* **Dataset entries**:

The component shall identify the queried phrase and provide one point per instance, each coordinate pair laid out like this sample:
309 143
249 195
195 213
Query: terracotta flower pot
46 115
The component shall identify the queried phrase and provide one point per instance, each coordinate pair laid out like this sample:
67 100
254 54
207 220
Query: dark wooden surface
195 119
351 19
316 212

* * *

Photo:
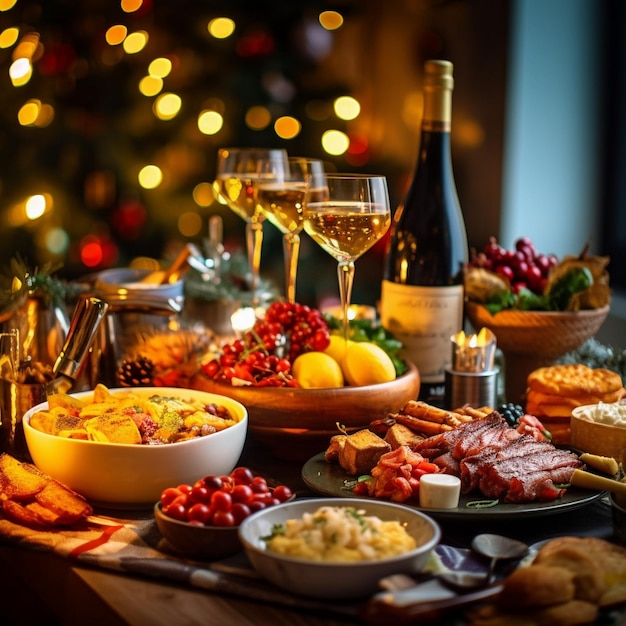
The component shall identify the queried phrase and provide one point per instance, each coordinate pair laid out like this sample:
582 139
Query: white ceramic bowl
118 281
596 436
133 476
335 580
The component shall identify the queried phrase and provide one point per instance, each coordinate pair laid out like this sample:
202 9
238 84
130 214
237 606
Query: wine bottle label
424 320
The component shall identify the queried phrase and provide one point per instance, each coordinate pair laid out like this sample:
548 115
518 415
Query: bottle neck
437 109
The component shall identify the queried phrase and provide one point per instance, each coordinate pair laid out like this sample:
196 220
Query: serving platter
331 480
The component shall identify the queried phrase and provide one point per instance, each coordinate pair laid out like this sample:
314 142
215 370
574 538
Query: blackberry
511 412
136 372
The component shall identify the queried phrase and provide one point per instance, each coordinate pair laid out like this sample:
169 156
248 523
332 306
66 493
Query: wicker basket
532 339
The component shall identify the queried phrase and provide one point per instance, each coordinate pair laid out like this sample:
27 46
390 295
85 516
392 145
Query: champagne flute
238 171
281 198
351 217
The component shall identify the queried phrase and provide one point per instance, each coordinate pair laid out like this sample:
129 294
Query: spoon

* **To do**:
Take the lines above from the one containing "Query: wine bottle label" to the one containing "Query: spoon" and retype them exactly, both ends included, with nothing added.

* **Solved exercise**:
Query: wine bottle label
424 320
The component shall identify the queried phrase and provide one point per instance, each coordinate pair laid out like this sample:
548 115
518 415
Query: bottle neck
437 109
The component shall identify the queried phrase and provide one point per instance, each coordinate pair laid out like this sample:
196 220
Query: serving platter
331 480
The component shall identify the queried phrase and provide one point per instance, each coordinate pair laid out like this sample:
314 142
215 370
574 538
Query: blackberry
511 412
136 372
The component shall identify the queried phrase and provide one point per instance, each coordinate pair laid out like this sample:
169 156
248 523
332 306
66 493
Query: wicker basket
532 339
The component shall identify the queried phrase and provide one point per instance, each coordinate pair laid out like this sample:
27 46
390 295
85 516
392 145
Query: champagne flute
238 171
281 198
351 217
The component shall identify the queried phrase and provide one point per instance, each coordinate pair laid out like this sample:
129 294
Query: spoon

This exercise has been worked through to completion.